ВАШИ ЗАДАНИЯ
1 – Определите, согласуются ли с текстом о Лосеве утверждения (a), (b) и (c). Ответьте «да» или «нет» и приведите решающие слова текста точной цитатой.
(a) Кампания по разоблачению политической физиономии Лосева была предпринята около 1930 г.
(b) Политическое разоблачение подробно раскрыло научно-философскую сторону сочинений Лосева.
(c) Среди прочего Лосева квалифицировали как эклектика.
2 – Изложите текст о Лосеве в двух предложениях.
3 – Перепечатайте отрывок текста о Лосеве, начиная со слов «Лосев — это» и заканчивая словами «даже как эклектик.».

ТЕКСТ ДЛЯ ЧТЕНИЯ
Выход в свет сочинения А. Ф. Лосева «Диалектические основы математики» представляет собою настолько необычное явление в нашей научно–философской литературе, что будет совершенно нелишним сделать ряд замечаний об этом авторе и об этом сочинении — в особенности со стороны лица, ближе других стоявшего и к тому и к другому.
Лосев — это одно из наиболее одиозных имен советской литературы и философии. Около 1930 г. в литературе была предпринята целая специальная кампания для расшифрования и разоблачения политической физиономии этого философа, имевшего к тому времени большое количество разнообразных философских сочинений и исследований. Эта кампания дала самые отрицательные результаты: Лосев оказался «небезызвестным вождем истинно русского идеализма»[1]. А. М. Горький даже покачал головой: «Профессор не успел умереть…»[2]
Тем не менее политическое разоблачение совсем не хотело касаться научно–философской стороны сочинений Лосева; и она так и осталась без раскрытия. Это видно из того, что Лосев квалифицировался и как платоник, и как гегелианец, и как шеллингианец, и как гуссерлианец, и [как] бергсонианец, и как мистик, [и] как схоластик, и даже как эклектик.

ПЕРЕЧЕНЬ ЗАПИСЕЙ
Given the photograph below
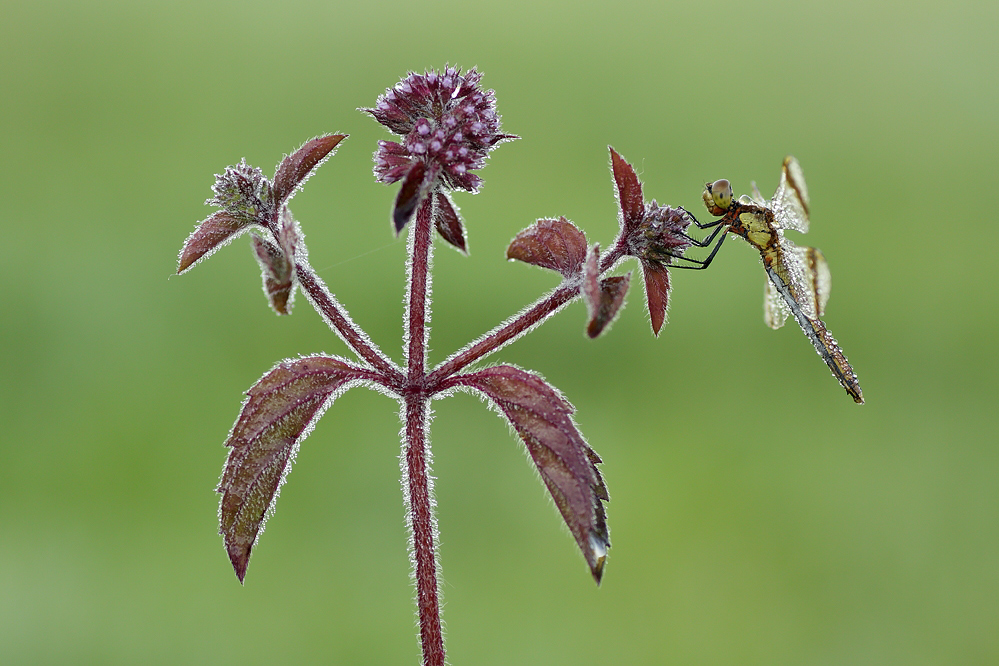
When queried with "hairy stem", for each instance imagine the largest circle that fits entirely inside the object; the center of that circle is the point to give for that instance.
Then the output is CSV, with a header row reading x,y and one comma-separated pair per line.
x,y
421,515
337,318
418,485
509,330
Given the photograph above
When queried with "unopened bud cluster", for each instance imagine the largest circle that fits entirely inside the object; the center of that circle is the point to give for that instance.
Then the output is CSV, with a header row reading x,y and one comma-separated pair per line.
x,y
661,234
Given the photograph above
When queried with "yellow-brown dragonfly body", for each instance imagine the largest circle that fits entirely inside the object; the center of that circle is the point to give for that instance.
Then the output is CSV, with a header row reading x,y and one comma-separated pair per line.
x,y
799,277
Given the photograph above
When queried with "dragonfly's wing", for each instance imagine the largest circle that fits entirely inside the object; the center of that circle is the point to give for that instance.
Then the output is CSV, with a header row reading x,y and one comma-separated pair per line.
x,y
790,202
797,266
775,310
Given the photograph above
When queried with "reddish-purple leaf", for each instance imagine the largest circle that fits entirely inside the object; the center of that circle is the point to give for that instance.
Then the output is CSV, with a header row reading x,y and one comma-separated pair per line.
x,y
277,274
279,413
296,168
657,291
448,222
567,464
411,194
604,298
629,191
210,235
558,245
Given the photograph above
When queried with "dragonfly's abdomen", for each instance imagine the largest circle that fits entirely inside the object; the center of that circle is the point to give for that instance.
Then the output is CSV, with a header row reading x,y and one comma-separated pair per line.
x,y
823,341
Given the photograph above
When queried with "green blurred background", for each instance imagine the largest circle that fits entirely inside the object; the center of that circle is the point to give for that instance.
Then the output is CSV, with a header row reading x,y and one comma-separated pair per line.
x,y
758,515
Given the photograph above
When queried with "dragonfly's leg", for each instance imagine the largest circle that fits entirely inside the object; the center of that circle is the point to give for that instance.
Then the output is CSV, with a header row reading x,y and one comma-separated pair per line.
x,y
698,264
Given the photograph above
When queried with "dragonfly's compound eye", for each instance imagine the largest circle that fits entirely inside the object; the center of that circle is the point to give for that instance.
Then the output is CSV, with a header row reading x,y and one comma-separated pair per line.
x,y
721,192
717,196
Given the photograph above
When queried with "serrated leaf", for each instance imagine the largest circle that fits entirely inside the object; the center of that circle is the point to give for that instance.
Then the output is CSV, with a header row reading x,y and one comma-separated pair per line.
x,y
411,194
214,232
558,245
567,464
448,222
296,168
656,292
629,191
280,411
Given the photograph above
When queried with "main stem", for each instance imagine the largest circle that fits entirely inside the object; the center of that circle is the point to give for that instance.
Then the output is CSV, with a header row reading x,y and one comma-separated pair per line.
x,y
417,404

* * *

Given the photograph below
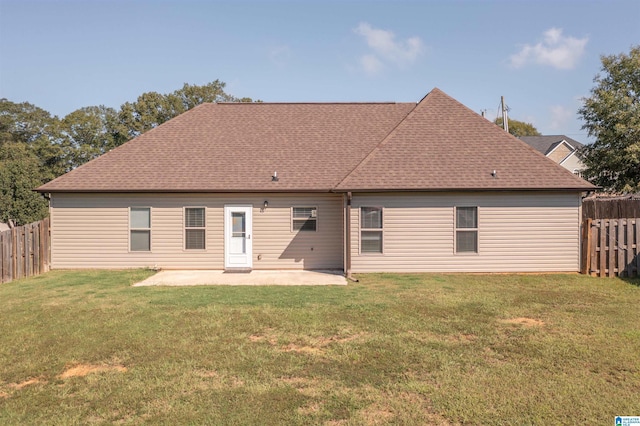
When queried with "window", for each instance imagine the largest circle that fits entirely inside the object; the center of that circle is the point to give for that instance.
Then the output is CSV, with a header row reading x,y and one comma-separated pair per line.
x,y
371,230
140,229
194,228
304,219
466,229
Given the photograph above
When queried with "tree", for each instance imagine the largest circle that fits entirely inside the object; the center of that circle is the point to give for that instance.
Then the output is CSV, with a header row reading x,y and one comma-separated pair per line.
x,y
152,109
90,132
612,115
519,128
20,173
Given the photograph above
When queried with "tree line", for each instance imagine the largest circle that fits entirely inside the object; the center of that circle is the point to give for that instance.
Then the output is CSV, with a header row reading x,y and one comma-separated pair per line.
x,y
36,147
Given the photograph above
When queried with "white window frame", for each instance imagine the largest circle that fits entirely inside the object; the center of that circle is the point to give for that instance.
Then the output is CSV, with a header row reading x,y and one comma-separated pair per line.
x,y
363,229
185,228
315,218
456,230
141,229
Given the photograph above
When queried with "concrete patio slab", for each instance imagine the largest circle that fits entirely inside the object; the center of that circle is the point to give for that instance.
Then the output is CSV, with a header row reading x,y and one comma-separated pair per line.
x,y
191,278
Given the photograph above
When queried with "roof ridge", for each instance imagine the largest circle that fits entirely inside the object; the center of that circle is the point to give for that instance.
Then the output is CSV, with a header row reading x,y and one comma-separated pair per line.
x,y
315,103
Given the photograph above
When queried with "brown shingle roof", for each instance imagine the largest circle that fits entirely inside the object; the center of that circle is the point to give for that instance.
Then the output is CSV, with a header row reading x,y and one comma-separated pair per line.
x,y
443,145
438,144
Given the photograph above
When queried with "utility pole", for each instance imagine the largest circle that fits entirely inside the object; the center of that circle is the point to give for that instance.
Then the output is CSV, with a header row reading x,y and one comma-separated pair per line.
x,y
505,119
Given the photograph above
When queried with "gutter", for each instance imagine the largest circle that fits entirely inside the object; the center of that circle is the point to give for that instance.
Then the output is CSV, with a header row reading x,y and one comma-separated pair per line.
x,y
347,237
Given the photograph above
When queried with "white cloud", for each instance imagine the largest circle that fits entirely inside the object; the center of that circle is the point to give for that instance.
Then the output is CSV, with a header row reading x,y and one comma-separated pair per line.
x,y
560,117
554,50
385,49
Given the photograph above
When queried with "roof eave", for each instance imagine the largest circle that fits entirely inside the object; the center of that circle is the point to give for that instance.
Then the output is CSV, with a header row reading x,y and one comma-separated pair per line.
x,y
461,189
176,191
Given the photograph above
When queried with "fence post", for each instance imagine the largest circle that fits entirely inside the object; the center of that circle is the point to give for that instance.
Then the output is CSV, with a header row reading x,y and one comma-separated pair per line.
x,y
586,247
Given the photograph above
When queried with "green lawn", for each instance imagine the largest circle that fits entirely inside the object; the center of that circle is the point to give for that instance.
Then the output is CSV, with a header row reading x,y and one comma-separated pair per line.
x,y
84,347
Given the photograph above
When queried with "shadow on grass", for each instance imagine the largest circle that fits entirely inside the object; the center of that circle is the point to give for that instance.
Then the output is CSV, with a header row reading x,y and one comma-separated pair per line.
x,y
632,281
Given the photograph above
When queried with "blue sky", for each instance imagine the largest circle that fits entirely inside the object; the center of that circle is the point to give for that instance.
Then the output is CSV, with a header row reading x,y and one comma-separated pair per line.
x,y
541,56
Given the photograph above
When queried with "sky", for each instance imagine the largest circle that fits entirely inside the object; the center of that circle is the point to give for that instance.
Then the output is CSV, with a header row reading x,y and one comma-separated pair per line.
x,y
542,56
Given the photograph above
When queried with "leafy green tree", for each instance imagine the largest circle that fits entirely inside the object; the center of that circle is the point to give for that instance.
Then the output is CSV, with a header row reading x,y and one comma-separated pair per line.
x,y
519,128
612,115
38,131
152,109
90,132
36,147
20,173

* * *

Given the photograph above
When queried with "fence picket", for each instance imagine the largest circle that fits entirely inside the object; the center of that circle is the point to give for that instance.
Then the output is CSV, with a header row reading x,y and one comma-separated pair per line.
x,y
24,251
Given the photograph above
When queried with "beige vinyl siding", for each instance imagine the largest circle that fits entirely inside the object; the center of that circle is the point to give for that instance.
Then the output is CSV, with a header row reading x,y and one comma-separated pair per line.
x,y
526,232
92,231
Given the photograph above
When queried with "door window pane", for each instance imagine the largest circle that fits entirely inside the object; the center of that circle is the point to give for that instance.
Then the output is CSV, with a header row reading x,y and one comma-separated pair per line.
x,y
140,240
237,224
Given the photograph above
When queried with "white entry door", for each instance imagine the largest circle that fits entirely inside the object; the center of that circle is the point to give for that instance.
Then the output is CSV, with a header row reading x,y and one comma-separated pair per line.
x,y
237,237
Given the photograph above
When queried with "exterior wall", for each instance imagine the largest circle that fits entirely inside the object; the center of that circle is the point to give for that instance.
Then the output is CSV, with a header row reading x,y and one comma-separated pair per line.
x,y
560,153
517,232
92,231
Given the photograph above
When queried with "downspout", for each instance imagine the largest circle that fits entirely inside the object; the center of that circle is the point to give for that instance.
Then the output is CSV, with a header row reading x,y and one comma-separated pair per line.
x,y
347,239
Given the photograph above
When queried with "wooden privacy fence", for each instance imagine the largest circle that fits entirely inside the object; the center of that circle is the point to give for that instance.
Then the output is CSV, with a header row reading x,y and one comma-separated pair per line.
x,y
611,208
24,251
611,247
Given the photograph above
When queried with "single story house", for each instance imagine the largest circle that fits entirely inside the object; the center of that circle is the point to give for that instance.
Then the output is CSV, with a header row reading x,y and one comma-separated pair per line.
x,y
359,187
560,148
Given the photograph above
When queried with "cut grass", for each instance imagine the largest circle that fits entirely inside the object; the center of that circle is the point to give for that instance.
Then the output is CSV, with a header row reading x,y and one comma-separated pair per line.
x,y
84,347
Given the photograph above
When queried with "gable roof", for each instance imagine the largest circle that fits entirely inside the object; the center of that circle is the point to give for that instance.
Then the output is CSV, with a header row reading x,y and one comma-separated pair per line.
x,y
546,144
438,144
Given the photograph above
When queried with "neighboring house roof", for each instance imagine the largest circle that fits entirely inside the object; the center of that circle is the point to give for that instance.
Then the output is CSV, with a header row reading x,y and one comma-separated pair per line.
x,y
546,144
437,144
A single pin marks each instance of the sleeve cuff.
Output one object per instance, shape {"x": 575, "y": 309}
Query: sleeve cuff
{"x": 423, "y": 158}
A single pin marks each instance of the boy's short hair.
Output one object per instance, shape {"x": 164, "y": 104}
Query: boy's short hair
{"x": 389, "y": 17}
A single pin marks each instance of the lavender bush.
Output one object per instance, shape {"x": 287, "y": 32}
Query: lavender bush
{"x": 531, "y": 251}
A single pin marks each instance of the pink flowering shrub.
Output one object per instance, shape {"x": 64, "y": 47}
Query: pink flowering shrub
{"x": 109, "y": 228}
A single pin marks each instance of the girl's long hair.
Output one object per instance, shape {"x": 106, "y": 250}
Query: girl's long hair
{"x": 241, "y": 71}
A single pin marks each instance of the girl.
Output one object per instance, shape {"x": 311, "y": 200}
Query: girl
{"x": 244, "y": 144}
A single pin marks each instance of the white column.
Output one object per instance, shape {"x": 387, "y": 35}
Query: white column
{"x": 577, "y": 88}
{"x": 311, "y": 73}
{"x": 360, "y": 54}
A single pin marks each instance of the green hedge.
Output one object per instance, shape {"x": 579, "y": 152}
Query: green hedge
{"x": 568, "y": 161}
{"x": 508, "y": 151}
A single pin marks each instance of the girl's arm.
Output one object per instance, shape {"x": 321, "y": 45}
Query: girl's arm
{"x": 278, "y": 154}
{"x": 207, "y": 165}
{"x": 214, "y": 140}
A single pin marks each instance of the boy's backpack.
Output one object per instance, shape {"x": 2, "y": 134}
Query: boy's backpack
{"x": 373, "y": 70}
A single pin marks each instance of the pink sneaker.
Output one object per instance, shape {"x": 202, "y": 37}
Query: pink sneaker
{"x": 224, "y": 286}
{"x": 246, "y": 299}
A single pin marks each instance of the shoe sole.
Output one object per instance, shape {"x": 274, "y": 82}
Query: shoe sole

ОЖИДАЕМЫЕ РЕЗУЛЬТАТЫ
1 –
(a) Да: «Около 1930 г. в литературе была предпринята целая специальная кампания для расшифрования и разоблачения политической физиономии этого философа».
(b) Нет: «политическое разоблачение совсем не хотело касаться научно–философской стороны сочинений Лосева; и она так и осталась без раскрытия».
(c) Да: «и даже как эклектик».

2 – Выход сочинения А. Ф. Лосева «Диалектические основы математики» — настолько необычное явление, что об авторе и книге стоит сделать ряд замечаний. Около 1930 г. против Лосева велась кампания политического разоблачения, но научно-философская сторона его сочинений осталась нераскрытой, и его называли то платоником, то гегелианцем, то мистиком, то схоластиком, то эклектиком.

3 –
Лосев — это одно из наиболее одиозных имен советской литературы и философии. Около 1930 г. в литературе была предпринята целая специальная кампания для расшифрования и разоблачения политической физиономии этого философа, имевшего к тому времени большое количество разнообразных философских сочинений и исследований. Эта кампания дала самые отрицательные результаты: Лосев оказался «небезызвестным вождем истинно русского идеализма»[1]. А. М. Горький даже покачал головой: «Профессор не успел умереть…»[2]
Тем не менее политическое разоблачение совсем не хотело касаться научно–философской стороны сочинений Лосева; и она так и осталась без раскрытия. Это видно из того, что Лосев квалифицировался и как платоник, и как гегелианец, и как шеллингианец, и как гуссерлианец, и [как] бергсонианец, и как мистик, [и] как схоластик, и даже как эклектик.